*SHORT TASK A*. In the car-waxing thread, what shampoo did Peeunit use for the wash?
*SHORT TASK B*. Print the passage of the car-waxing thread starting at "## Darren_d (Jun" and ending at "some polishes/waxes too.".

# Finally polished and Waxed



## Peeunit (May 22, 2013)

So got my autofinesse Temptation wax (entry level product) last week and finally got enough time spare to wash, machine polish and get a layer of wax on the old girl. Paint is getting to a much more acceptable level now.
So, after a couple of polishes:








Looks quite good, but missing that depth of shine I was after.....which is where the wax kicked in:









It got a great wet look now, considering its only one layer. I put too much on so it was a killer to remove.
I'm planning on layering it tonight if I get time.

Anyway, thoughts, advice or tips welcome.


----------



## Darren_d (Jun 20, 2013)

Looks great, real depth to the finish now.

What was your routine? I'm getting a machine polisher and various pads, but need to get some polishes/waxes too.


----------



## Peeunit (May 22, 2013)

Thanks mate. Appreciate it
Washed with the 2 bucket method, with G3 Detox shampoo.
Rinsed and dried.
Orbital buffer with Zymol polish. (did the bonnet and roof a couple of times to remove some swirls and scratches)
Removed
Finished with one coat of AF Temptation and removed. Then left to cure for a few hours.

First wash tonight, and I'm going to re-layer.


----------



## darylbenfield (Jun 29, 2011)

Looks great - how did you find the wax? I use Spirit and Illusion with either Top Coat or Power Seal underneath.


----------



## Peeunit (May 22, 2013)

I got on pretty well with it actually thanks. Bit of a novice when it comes to wax, so went for the entry level one. And still managed to put too much on!
I've been used to Meg Tech Wax, which in comparison, is fairly poor. Is there noticeable difference between say Temptation and Illusion?


----------



## X5TUU (Sep 4, 2012)

looks decent, the clear coat looks a little hazy though, could be the light ... is there many spiders when you look at it in the sunlight??


----------



## Peeunit (May 22, 2013)

I think it's the light, but its not as good as it could be. Still several swirls and light scratches. It's 12 years old And I'm only just starting to get the paint straightened out. It's getting there. Second coat of polish went on tonight..... Definite improvement


----------



## X5TUU (Sep 4, 2012)

does look awesome, and as is a great colour ... wasnt a criticism at all, I have an all to similar issue with my 2001 225 paintwork lol


----------



## TTchan (Mar 24, 2012)

Looks real nice 8)


----------



## smithygquattro (Aug 23, 2013)

Really like the colour... looks nice


----------



## mullum (Sep 16, 2011)

Same colour as mine. Must have a go at polishing etc but its such a big subject to learn by the sounds of it. A bit intimidating.


----------



## robbrunning (Aug 25, 2013)

The colour is quite unusual... Not seen this before... Really nice


----------



## Rosielou118 (10 mo ago)

Peeunit said:


> So got my autofinesse Temptation wax (entry level product) last week and finally got enough time spare to wash, machine polish and get a layer of wax on the old girl. Paint is getting to a much more acceptable level now.
> So, after a couple of polishes:
> 
> 
> ...


And she’s still doing great now 😅😄


----------



## Molinos (May 19, 2021)

Rosielou118 said:


> And she’s still doing great now 😅😄
> View attachment 483904


Looking good 👍


----------

Dataset rows:

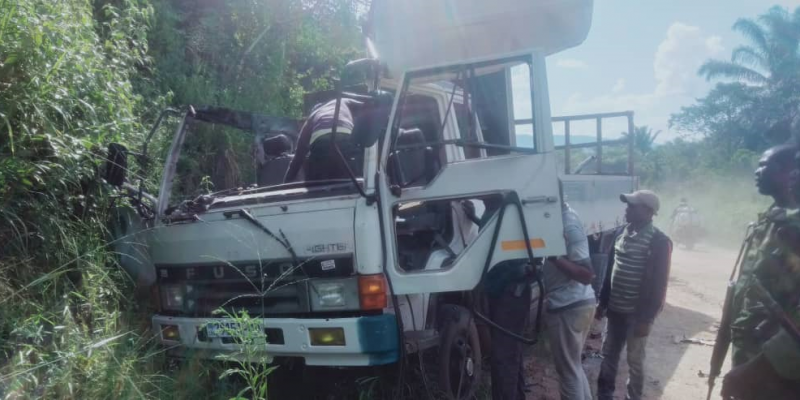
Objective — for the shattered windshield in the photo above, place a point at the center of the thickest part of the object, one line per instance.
(226, 153)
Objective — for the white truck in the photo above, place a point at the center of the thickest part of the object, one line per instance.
(362, 271)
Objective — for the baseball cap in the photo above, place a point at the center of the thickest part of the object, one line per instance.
(643, 197)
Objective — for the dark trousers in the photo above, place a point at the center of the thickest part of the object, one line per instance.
(619, 335)
(324, 162)
(509, 310)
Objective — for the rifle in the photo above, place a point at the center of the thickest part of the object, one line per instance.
(776, 311)
(723, 339)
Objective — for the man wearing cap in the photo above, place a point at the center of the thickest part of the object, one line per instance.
(634, 293)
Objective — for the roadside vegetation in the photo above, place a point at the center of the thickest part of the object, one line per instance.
(78, 74)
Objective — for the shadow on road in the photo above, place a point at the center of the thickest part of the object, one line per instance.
(663, 354)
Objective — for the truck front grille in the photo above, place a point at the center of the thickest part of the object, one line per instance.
(261, 289)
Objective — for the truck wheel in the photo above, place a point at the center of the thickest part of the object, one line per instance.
(459, 354)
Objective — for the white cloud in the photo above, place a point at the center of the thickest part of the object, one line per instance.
(619, 86)
(571, 63)
(790, 4)
(679, 57)
(675, 65)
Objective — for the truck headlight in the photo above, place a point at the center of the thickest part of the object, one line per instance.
(330, 295)
(172, 297)
(334, 294)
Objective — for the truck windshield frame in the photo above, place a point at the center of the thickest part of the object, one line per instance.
(254, 126)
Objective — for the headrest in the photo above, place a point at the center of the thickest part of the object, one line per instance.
(277, 145)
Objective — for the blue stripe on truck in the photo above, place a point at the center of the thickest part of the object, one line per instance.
(378, 338)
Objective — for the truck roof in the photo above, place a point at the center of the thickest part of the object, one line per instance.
(414, 34)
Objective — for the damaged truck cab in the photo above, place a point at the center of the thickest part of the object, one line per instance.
(462, 176)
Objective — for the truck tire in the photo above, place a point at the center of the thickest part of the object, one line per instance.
(460, 359)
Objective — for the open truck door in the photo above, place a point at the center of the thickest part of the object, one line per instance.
(460, 195)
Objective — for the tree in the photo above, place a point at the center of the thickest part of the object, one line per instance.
(773, 57)
(771, 63)
(643, 138)
(761, 87)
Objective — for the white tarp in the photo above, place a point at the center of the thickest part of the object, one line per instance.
(411, 34)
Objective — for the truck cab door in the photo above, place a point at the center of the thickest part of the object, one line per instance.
(458, 196)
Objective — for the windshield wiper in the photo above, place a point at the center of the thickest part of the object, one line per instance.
(250, 218)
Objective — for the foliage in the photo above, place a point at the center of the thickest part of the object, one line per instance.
(761, 86)
(643, 138)
(725, 132)
(250, 361)
(76, 75)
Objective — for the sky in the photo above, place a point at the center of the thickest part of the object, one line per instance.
(643, 55)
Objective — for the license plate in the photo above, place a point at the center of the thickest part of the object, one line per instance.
(232, 329)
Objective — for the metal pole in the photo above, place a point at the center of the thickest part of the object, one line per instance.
(631, 128)
(567, 154)
(599, 145)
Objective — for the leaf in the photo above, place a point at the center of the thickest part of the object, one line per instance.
(10, 132)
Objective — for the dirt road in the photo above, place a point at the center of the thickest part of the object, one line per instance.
(694, 303)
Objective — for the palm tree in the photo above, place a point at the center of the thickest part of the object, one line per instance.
(772, 60)
(643, 138)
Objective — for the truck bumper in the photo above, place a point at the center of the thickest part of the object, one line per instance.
(368, 340)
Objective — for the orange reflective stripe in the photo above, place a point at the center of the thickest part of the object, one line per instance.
(510, 245)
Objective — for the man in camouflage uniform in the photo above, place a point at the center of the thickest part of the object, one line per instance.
(773, 371)
(769, 353)
(772, 179)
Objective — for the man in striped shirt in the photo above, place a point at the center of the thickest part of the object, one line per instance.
(634, 293)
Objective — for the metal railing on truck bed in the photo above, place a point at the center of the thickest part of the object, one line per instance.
(601, 172)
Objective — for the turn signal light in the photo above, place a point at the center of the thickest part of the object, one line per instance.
(326, 336)
(170, 332)
(372, 292)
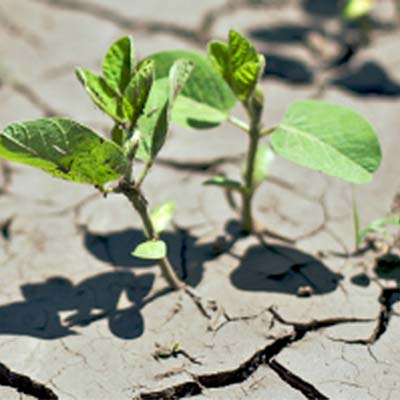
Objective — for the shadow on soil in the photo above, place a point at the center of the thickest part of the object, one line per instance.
(282, 269)
(276, 268)
(41, 313)
(369, 79)
(91, 300)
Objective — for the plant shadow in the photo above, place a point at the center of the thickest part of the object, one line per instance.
(185, 253)
(369, 79)
(93, 299)
(282, 269)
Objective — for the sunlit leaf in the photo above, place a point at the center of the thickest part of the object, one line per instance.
(162, 215)
(357, 8)
(102, 94)
(154, 123)
(379, 225)
(118, 135)
(328, 138)
(118, 64)
(63, 148)
(238, 63)
(137, 92)
(206, 99)
(151, 250)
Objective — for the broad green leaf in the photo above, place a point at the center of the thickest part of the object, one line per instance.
(151, 250)
(263, 161)
(102, 94)
(154, 122)
(241, 50)
(245, 79)
(162, 215)
(118, 135)
(238, 63)
(218, 54)
(118, 64)
(379, 225)
(245, 65)
(358, 8)
(328, 138)
(206, 100)
(228, 184)
(178, 75)
(137, 92)
(63, 148)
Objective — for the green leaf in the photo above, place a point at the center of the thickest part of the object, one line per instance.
(102, 94)
(228, 184)
(238, 63)
(328, 138)
(137, 92)
(118, 64)
(151, 250)
(118, 135)
(358, 8)
(245, 80)
(379, 225)
(162, 215)
(218, 54)
(241, 51)
(154, 122)
(263, 161)
(206, 100)
(63, 148)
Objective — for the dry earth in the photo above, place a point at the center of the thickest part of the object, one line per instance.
(81, 319)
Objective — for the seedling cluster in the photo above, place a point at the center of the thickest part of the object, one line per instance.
(195, 91)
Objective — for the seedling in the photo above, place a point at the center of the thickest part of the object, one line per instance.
(199, 92)
(325, 137)
(140, 107)
(355, 9)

*CORRECT RESPONSE A*. G3 Detox shampoo

*CORRECT RESPONSE B*.
## Darren_d (Jun 20, 2013)

Looks great, real depth to the finish now.

What was your routine? I'm getting a machine polisher and various pads, but need to get some polishes/waxes too.